Что нужно сделать -
1 - Ответьте по фрагменту о Бальзаке:
(а) С какой фирмой Бальзак заключил договор на издание двенадцати томов «Очерков нравов»?
(б) Сколько часов Бальзак проводил за письменным столом?
(в) Чьи произведения Бальзак, по его письму к Ганьской, прочел целиком?
2 - Выведите без изменений часть фрагмента о Бальзаке начиная со слов «Бальзака была и» и заканчивая словами «Вене и Гамбурге.» включительно.

Фрагмент документа -
______

Бальзака была и г-жа де Кастри, и склонность к коммерческим прожектам, были и долги. Но о долгах должны были быстро прекратиться разговоры, так как им по приезде был заключен договор на издание двенадцати томов «Очерков нравов» с крупной книготорговой фирмой вдовы Беше, и он получил единовременно 27 тысяч франков. Такой выгодной для писателя сделки не было с тех пор, как Шатобриан продал двадцать пять томов за 200 тысяч франков. В письмах к Ганьской он изливает нежности: «Я поцеловал эту страницу. Посылаю тебе лепесток моей последней розы и моего последнего жасмина», очень радуется, что ей понравились «Озорные сказки», и замечает: «Если что-нибудь из моих произведений меня переживет, то это Сказки», сообщает об огромном успехе, которым пользуются его произведения в Берлине, Вене и Гамбурге.
Жизнь Бальзака входит в обычную колею — четырнадцать часов за письменным столом, два часа прогулки, каждые три дня ванна, он счастлив, что работает и любит, но увы, не более как через месяц после получения такого крупного гонорара он опять сидит копейки. Придется бегать и искать денег, и он благодарит Ганьску и благословляет ее за то, что она предлагает ему тысячу франков взаймы, и тут же восклицает: «Что такое тысяча франков, когда мне нужно десять тысяч ежемесячно». А между тем доходов ждать неоткуда, так как «Эроп литтерер», где печатается «Эжени Гранде», начинает прогорать, и если роман не кончится печатанием, он опять много потеряет. Выручает его Ротшильд, супруга которого делает ему глазки, и вообще с деньгами, векселями, с портными и лавочниками ему вдруг повезло, и он в полном восторге: «Я оделся, как вельможа, обедал у Дельфины, а потом присутствовал при агонии «Эроп литтерер» и весело провел время у Жерара», — погода совершенно изумительная, настоящее лето, и вообще все чудесно. Завтра садится он за работу. Это была «Лавка древностей», которую он «мучительно выжал из себя в один день».
Но он очень доволен своей главной работой и пишет: «Найти Эжени Гранде после мадам Жюль — это, не хвастаюсь, свидетельствует о таланте». И это, действительно, не фраза. Обычно Бальзак в оценке своих собственных произведений восторженно относился именно к своим не лучшим вещам, и только здесь впервые, судя об «Эжени Гранде», взыскательный художник по справедливости остался доволен собой. Это было, действительно, одно из первых замечательных произведений, где Бальзак-реалист, на общем фоне романтических туманностей и самовлюбленности, стал вырастать в совершенно оригинальное и чрезвычайное явление французской литературы. Здесь небезынтересно вспомнить его сообщение в письме к Ганьской: «Прочел всего Гофмана; его слишком расхвалили, в нем кое-что есть, но не бог знает что, он хорошо говорит о музыке; он ничего не понимает в любви и в женщинах; он нисколько не пугает, да и не может быть страшно от вещей материальных». Подлинный реалист отказывается от всех своих прошлых средневековых чертовщин и всего мистического.

______

Исходные данные -
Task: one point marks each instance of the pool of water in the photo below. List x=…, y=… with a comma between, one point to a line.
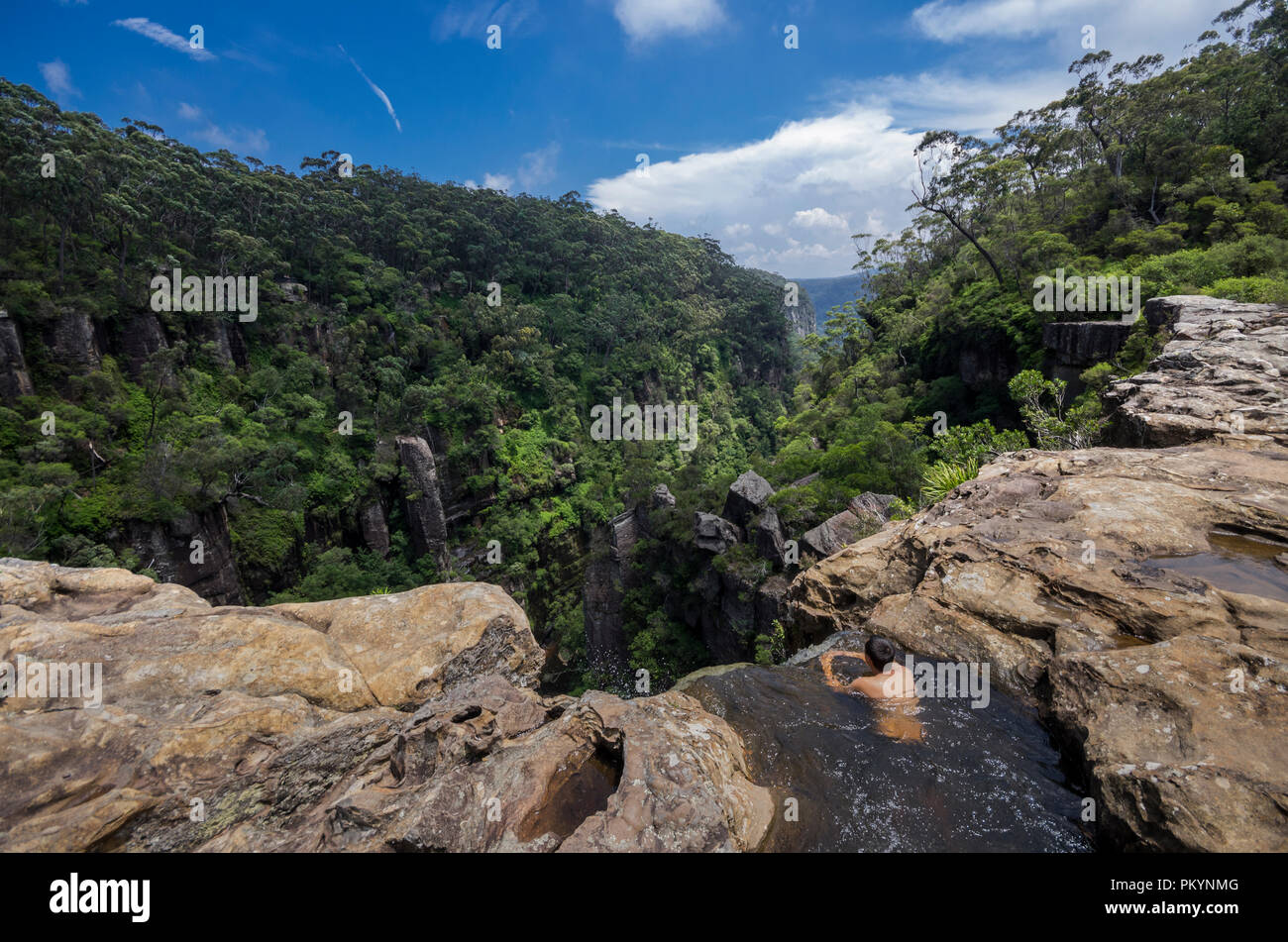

______

Ответы по заданиям -
1 -
(а) С крупной книготорговой фирмой вдовы Беше.
(б) Четырнадцать часов.
(в) Произведения Гофмана.

2 -
Бальзака была и г-жа де Кастри, и склонность к коммерческим прожектам, были и долги. Но о долгах должны были быстро прекратиться разговоры, так как им по приезде был заключен договор на издание двенадцати томов «Очерков нравов» с крупной книготорговой фирмой вдовы Беше, и он получил единовременно 27 тысяч франков. Такой выгодной для писателя сделки не было с тех пор, как Шатобриан продал двадцать пять томов за 200 тысяч франков. В письмах к Ганьской он изливает нежности: «Я поцеловал эту страницу. Посылаю тебе лепесток моей последней розы и моего последнего жасмина», очень радуется, что ей понравились «Озорные сказки», и замечает: «Если что-нибудь из моих произведений меня переживет, то это Сказки», сообщает об огромном успехе, которым пользуются его произведения в Берлине, Вене и Гамбурге.